*Apply what you read*.
1) Reproduce the passage on the pandemic in the Philippines word for word, starting with "As vaccine supply" and going on through "government blamed critics.".
2) In the passage on the pandemic in the Philippines, who went house to house to collect samples from suspected infected patients?

*Provided passage*.
—————

It’s easy to criticise. It’s simple to call someone stupid.
Social media in the Philippines has been abuzz since the pandemic began in 2020. Not that it hasn’t been abuzz before; it was more so after as people stayed home and expressed their frustrations.
As vaccine supply remained scarce, the COVID-19 virus continued to wreak havoc in 2021. Hospitals were full; people died. Critics blamed government; government blamed critics.
People finger-pointed at politicians; politicians grand-standed or pushed back. It was a show we watched and participated in every day. We texted, we posted, and we hurled invectives. While people absorbed themselves in the viral discussions on the Internet, many chose not to join the fray and decided to do their work―work that mattered.
There was the barangay (village) health officer who was in charge of scheduling vaccinations for the village residents. He would call the residents up and tell them when their vaccines were ready. He also scheduled the village’s ambulance to pick up and bring patients to the hospital. He also secured medical clearances for recovered patients. The health official did many things at once and when asked, he did it as a “service” and for no more.
There were the many others like the barangay health officer who did their part beyond the call of duty:
There were the doctors who did house calls to diagnose and treat CoVID patients, despite the risk of infection to themselves.
There were the swab test nurses who went house to house to get samples from suspected infected patients. And those who worked at the laboratories to analyse and deliver the results.

—————

*Extracted data*.

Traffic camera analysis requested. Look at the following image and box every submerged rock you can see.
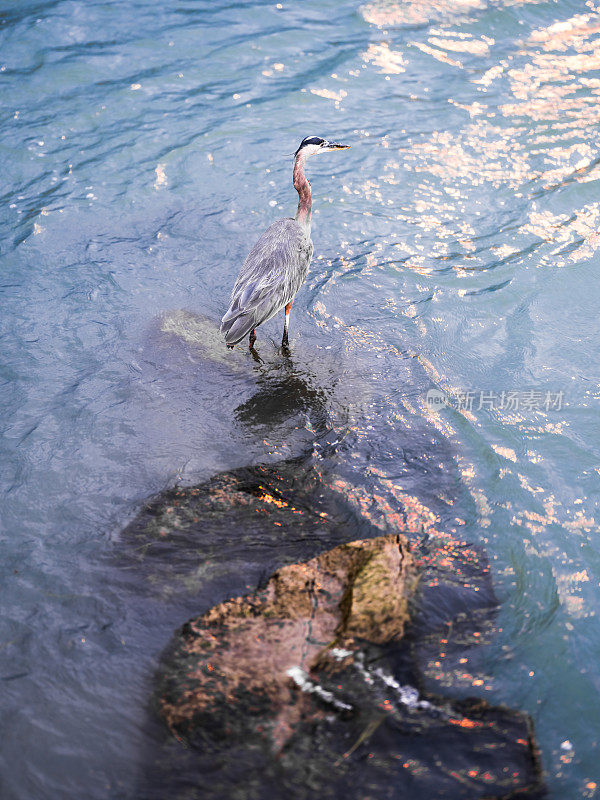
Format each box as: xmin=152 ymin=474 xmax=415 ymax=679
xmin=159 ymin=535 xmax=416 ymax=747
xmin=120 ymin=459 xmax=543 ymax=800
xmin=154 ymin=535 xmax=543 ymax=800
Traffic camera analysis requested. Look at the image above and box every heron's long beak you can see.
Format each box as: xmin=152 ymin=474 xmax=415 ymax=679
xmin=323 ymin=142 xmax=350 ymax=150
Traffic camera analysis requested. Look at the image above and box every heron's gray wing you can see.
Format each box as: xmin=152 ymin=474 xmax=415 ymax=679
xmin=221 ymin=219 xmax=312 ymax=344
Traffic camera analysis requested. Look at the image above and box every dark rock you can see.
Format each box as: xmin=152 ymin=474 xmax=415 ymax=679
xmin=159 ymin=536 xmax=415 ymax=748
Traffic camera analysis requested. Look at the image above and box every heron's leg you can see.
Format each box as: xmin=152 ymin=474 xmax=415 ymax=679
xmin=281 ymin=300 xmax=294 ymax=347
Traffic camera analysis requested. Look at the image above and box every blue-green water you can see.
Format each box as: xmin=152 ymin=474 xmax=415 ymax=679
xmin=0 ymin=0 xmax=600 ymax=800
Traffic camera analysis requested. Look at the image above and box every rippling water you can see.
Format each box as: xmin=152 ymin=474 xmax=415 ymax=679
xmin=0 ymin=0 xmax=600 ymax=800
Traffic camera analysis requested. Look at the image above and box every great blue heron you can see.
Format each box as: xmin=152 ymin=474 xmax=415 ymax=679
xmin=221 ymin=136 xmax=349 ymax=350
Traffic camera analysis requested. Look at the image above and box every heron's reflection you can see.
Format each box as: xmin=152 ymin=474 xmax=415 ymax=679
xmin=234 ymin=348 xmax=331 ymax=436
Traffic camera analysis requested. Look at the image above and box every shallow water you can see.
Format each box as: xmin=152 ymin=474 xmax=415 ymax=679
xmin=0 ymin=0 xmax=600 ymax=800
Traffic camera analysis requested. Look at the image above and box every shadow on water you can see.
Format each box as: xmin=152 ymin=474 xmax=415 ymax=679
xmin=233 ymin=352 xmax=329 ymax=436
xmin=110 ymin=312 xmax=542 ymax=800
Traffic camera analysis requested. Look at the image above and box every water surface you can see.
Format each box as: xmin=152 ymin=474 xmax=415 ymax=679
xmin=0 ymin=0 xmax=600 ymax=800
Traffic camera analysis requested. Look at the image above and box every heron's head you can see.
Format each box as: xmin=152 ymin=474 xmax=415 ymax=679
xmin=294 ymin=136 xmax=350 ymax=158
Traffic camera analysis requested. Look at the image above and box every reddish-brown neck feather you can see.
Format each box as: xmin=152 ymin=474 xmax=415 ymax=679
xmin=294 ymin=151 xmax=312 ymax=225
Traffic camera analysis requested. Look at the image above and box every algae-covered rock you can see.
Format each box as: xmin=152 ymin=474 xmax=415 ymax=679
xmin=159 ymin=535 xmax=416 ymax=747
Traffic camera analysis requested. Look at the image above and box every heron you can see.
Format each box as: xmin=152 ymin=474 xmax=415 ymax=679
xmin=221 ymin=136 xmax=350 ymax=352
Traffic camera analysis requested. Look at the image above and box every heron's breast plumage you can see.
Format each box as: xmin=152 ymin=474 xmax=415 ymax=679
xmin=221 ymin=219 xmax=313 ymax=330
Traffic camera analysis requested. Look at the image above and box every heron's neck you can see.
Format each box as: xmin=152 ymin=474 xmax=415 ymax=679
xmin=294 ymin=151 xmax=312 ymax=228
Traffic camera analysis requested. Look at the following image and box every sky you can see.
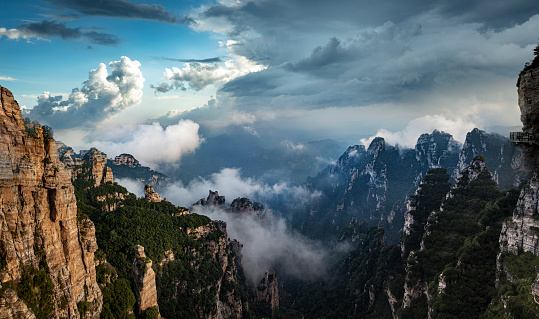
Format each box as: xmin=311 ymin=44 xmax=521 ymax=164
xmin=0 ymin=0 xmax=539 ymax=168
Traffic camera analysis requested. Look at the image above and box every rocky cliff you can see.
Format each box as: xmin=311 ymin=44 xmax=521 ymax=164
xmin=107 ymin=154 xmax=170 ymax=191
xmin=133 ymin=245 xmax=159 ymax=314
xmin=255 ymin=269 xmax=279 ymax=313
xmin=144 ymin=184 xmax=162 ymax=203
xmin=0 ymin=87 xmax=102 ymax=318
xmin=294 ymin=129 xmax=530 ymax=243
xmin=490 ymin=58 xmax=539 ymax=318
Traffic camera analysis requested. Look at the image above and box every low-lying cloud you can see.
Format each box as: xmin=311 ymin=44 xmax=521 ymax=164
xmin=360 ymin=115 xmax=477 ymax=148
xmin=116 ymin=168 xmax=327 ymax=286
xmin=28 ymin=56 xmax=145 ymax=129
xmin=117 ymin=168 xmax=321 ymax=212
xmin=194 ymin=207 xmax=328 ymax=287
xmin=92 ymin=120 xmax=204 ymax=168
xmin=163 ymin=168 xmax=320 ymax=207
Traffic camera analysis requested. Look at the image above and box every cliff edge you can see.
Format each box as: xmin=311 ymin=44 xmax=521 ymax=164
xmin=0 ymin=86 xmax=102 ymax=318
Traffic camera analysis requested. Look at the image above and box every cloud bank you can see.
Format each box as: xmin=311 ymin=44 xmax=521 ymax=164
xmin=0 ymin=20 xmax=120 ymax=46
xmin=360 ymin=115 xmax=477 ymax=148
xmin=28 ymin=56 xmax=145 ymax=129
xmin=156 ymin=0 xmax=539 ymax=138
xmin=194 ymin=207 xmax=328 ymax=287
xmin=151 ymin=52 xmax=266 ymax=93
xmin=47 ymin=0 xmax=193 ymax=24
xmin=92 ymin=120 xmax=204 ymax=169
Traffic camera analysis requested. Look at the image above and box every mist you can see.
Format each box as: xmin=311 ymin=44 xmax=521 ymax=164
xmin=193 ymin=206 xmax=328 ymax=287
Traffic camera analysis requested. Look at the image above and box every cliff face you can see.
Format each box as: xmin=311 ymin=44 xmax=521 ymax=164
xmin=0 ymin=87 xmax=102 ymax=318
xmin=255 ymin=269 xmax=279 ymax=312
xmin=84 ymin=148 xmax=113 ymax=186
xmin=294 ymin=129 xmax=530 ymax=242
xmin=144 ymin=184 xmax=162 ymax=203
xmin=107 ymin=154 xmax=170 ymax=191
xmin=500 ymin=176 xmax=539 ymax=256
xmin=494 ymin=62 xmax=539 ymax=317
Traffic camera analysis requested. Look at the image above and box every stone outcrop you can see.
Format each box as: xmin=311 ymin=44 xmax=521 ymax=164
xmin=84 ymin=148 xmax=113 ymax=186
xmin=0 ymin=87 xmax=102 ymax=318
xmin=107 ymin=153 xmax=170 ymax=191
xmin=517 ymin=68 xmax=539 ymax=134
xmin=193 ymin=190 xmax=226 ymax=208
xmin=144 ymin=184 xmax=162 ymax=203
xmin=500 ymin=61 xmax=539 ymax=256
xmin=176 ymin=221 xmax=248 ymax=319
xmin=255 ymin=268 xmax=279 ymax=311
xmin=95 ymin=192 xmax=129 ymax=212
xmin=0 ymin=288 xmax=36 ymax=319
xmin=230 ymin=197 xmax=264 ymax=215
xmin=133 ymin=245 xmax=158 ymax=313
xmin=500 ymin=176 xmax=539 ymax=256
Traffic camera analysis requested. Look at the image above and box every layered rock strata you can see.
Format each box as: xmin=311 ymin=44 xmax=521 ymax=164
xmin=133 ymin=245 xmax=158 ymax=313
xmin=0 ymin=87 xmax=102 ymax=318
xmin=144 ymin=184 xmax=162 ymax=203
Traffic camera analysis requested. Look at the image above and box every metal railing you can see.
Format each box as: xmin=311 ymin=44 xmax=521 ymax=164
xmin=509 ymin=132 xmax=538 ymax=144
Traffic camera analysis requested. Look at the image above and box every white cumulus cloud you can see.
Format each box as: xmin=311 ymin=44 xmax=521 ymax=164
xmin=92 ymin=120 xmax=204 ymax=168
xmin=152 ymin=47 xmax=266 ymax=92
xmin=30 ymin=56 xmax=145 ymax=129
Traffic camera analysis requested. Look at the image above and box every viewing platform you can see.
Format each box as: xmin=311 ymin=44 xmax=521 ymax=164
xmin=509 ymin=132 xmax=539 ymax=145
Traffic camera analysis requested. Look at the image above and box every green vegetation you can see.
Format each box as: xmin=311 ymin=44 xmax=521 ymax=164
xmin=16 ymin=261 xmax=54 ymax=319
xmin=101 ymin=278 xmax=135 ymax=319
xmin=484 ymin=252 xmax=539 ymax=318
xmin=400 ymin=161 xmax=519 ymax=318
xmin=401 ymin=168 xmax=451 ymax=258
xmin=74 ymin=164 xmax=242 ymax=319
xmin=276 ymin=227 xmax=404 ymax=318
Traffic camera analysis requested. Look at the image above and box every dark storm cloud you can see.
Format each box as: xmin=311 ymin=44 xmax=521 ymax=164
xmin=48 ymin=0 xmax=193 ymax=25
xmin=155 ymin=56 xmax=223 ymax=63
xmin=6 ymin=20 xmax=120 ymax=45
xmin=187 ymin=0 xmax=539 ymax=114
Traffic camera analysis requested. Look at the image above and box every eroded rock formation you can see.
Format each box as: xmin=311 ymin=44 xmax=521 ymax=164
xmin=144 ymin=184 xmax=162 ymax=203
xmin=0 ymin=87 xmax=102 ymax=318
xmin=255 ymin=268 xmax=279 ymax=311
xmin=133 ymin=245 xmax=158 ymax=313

—————

*Responses per task*.
1)
As vaccine supply remained scarce, the COVID-19 virus continued to wreak havoc in 2021. Hospitals were full; people died. Critics blamed government; government blamed critics.

2) The swab test nurses.